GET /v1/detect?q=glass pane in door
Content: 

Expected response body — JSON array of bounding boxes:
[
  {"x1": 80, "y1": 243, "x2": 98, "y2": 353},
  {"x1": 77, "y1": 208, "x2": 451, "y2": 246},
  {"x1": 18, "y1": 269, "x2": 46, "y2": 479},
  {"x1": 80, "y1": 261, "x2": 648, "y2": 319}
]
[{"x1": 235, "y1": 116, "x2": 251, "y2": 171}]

▶ **Exercise instructions**
Write out, word for word, all lines from the line that holds "Expected response body" through the last line of the listing, with both end lines kept.

▶ **Expected answer**
Expected response body — JSON array of bounding boxes:
[
  {"x1": 80, "y1": 243, "x2": 98, "y2": 353},
  {"x1": 77, "y1": 208, "x2": 451, "y2": 246},
  {"x1": 18, "y1": 269, "x2": 46, "y2": 479},
  {"x1": 80, "y1": 261, "x2": 648, "y2": 319}
]
[{"x1": 235, "y1": 116, "x2": 251, "y2": 171}]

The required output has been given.